§ What you have to do
In the LKB mailing-list thread, rewrite everything from "Sun Mar 21 13:42:24" down to "an XML format.", putting "JSON format" in place of "XML format".

§ Supplied text
------------------------------------

[developers] [lkb] Parsing rich data with LKB

Sun Mar 21 13:42:24 CET 2010

I wouldn't go down that road.

I would use the LKB with a PET backend for parsing.  PET now has
a "chartmapping" lattice-rewriting frontend which supports arbitrary
features to be injected into lexically instantiated feature structures
via an XML format.

You'd have to do a fair amount of programming to get that to work.
I believe Peter Adolphs is the person you want to talk to about that.

I'm forwarding this to the developers list, on the off chance that
the relevant people may not be reading the LKB list.

Richard

On Saturday 20 March 2010 19:28:24 Glenn Slayden wrote:
> I'm certainly no expert on the LKB, but only two approaches come to my
> mind. Both are hacky.
>
> 1. you could attach your metadata to lemmas as coded suffixes, and then use
> the morphological features of the LKB to map these into the appropriate
> feature structures. This approach would allow you to use a static grammar
> to parse unseen sentences, as you probably want.
>
> 2. you could programmatically generate TDL with the feature structures for
> a particular input, and then load that as part of a "grammar" which is a
> grammar that is specific for parsing that one input.
>
> Best,
>
> Glenn
>
> -----Original Message-----
> From: lkb-bounces at emmtee.net [mailto:lkb-bounces at emmtee.net] On Behalf Of
> Katya Alahverdzhieva
> Sent: Wednesday, March 17, 2010 6:48 AM
> To: lkb at delph-in.net
> Subject: [lkb] Parsing rich data with LKB
>
> Dear LKB people,
>
> How would you go about using LKB to parse data that is richer than just
> text, and also to define temporal constraints? How do I parse data which
> comes not as a stream of tokens, but as a list of feature structures?
>
> I have a corpus of transcriptions of spoken text, annotated with gesture
> and prosody information, including the time of their performance. I'm
> trying to write a grammar in LKB whose rules take into account the
> timestamps, the pitch accents and the gestures represented as sets of
> feature-values.
>
> For instance, I need to somehow capture in my grammar rules the notion
> of temporal overlap, i.e., whether a gesture is happening at the same
> time as a word/sequence of words. Also, I am trying to parse richer data
> where words are not just tokens, but whole feature structures
> (containing prosody, timestamps and gesture description).
>
> In practical terms, what would everyone's recommended approach be to
> parsing structured data like this and to comparing temporal
> performances? Are there plugins or such software for this? Does anyone
> know of any examples that I could look at to examine how it's done?
>
> Thanks in advance for any hints!
>
> Cheers
> Katya

------------------------------------

§ Extracted data
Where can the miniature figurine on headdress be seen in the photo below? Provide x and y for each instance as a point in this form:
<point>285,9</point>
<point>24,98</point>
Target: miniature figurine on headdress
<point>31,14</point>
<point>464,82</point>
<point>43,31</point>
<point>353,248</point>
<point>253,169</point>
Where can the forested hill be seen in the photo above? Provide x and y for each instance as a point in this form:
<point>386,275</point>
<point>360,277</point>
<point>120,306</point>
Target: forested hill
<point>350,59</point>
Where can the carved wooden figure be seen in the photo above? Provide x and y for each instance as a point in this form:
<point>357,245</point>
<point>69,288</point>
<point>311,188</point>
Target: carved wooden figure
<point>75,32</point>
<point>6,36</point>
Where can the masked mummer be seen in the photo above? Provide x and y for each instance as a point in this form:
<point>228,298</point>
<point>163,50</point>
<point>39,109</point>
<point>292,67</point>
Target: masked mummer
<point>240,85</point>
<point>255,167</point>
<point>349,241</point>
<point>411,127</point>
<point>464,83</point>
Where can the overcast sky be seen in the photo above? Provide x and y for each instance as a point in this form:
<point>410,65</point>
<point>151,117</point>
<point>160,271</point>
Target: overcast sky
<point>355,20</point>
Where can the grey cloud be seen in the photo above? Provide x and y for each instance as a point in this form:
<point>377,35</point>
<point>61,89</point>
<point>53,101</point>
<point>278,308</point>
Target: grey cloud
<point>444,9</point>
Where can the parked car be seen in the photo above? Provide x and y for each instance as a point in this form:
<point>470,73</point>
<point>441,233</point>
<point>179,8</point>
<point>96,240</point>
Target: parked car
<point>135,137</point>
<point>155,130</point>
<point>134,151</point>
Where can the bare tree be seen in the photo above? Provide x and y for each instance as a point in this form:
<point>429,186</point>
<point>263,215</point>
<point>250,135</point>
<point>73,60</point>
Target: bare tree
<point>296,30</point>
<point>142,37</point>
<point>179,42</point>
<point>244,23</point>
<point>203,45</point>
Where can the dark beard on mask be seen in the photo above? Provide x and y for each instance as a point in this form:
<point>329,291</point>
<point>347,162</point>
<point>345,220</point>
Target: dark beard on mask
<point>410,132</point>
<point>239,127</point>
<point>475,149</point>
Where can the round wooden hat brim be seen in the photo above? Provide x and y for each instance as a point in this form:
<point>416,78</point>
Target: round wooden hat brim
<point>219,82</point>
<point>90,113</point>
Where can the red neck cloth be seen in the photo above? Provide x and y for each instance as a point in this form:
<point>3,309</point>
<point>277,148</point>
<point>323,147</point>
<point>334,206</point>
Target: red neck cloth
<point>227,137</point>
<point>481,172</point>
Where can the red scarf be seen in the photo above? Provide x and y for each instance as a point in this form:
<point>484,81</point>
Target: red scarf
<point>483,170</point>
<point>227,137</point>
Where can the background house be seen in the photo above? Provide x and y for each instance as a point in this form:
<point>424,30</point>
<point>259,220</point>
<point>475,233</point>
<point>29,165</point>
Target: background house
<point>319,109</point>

------------------------------------

§ Correct output
Sun Mar 21 13:42:24 CET 2010

I wouldn't go down that road.

I would use the LKB with a PET backend for parsing.  PET now has
a "chartmapping" lattice-rewriting frontend which supports arbitrary
features to be injected into lexically instantiated feature structures
via an JSON format.